**OBJECTIVE:**
Duplicate every line of the material below verbatim, keeping each line's order and wording unchanged.

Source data
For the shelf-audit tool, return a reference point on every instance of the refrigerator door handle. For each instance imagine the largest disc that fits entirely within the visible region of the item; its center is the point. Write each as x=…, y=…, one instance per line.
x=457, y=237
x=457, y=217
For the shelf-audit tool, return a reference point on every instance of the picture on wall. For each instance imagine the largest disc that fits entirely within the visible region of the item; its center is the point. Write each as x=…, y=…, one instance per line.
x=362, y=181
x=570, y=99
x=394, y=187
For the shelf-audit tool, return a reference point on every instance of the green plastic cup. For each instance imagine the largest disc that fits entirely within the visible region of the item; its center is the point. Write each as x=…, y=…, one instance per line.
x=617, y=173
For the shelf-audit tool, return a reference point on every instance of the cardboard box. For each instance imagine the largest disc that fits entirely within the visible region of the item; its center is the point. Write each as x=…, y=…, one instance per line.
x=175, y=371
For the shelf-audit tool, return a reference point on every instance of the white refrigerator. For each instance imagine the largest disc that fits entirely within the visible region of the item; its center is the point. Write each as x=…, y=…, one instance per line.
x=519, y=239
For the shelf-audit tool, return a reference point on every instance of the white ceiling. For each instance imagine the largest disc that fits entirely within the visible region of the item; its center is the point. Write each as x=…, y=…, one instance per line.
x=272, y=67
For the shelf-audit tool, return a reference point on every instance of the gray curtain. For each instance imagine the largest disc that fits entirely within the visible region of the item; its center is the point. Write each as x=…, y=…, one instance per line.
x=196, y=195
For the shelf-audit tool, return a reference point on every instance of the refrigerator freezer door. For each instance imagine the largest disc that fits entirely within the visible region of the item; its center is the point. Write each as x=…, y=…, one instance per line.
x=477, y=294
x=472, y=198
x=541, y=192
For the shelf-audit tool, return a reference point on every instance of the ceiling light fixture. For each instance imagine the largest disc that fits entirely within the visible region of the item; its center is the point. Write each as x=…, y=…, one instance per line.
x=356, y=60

**PROBLEM SOLUTION:**
For the shelf-audit tool, return a reference point on every instance of the refrigerator door handle. For each instance imagine the largest disc that fits entirely within the visible region of the item; its center is the point. Write each as x=…, y=…, one instance per line.
x=457, y=237
x=457, y=217
For the shelf-audit tool, return a reference point on every instance of the picture on wall. For each instance imagine the largest disc that fits entirely within the visible region of the item; its center is the point. Write each as x=…, y=…, one instance per line.
x=362, y=181
x=570, y=99
x=394, y=187
For the shelf-audit tool, return a reference point on every instance of the green plastic cup. For each instance imagine the largest disc that fits entirely within the visible region of the item; its center is the point. Write each as x=…, y=…, one instance per line.
x=617, y=173
For the shelf-audit tool, return a reference point on every instance of the cardboard box. For each instance imagine the largest disc that fits entirely within the visible region of the item; its center is the point. Write each as x=…, y=…, one instance per line.
x=175, y=371
For the shelf-audit tool, return a reference point on every instance of the white refrigerator. For each instance imagine the largest disc that fits entirely within the visible region of the item; its center is the point. Write each as x=…, y=…, one instance per line.
x=519, y=239
For the shelf-audit tool, return a reference point on every instance of the white ceiling. For each instance imagine the largest disc that fits entirely within the visible region of the item; its center is the point. Write each as x=…, y=…, one instance per line.
x=272, y=67
For the shelf-audit tool, return a reference point on every instance of the gray curtain. For each instance imagine the largest disc that fits entirely within the visible region of the item; its center is the point. Write each as x=…, y=…, one instance per line.
x=196, y=195
For the shelf-audit tool, return a reference point on every instance of the refrigerator freezer door. For each instance imagine the largest disc that fits entirely within the visible region of the item; its center is the point. Write each as x=…, y=…, one instance per line.
x=477, y=294
x=472, y=198
x=541, y=192
For the shelf-audit tool, return a reference point on every instance of the ceiling light fixture. For each instance imagine the largest disc that fits entirely within the visible region of the item; its center is the point. Write each as x=…, y=…, one instance per line.
x=356, y=60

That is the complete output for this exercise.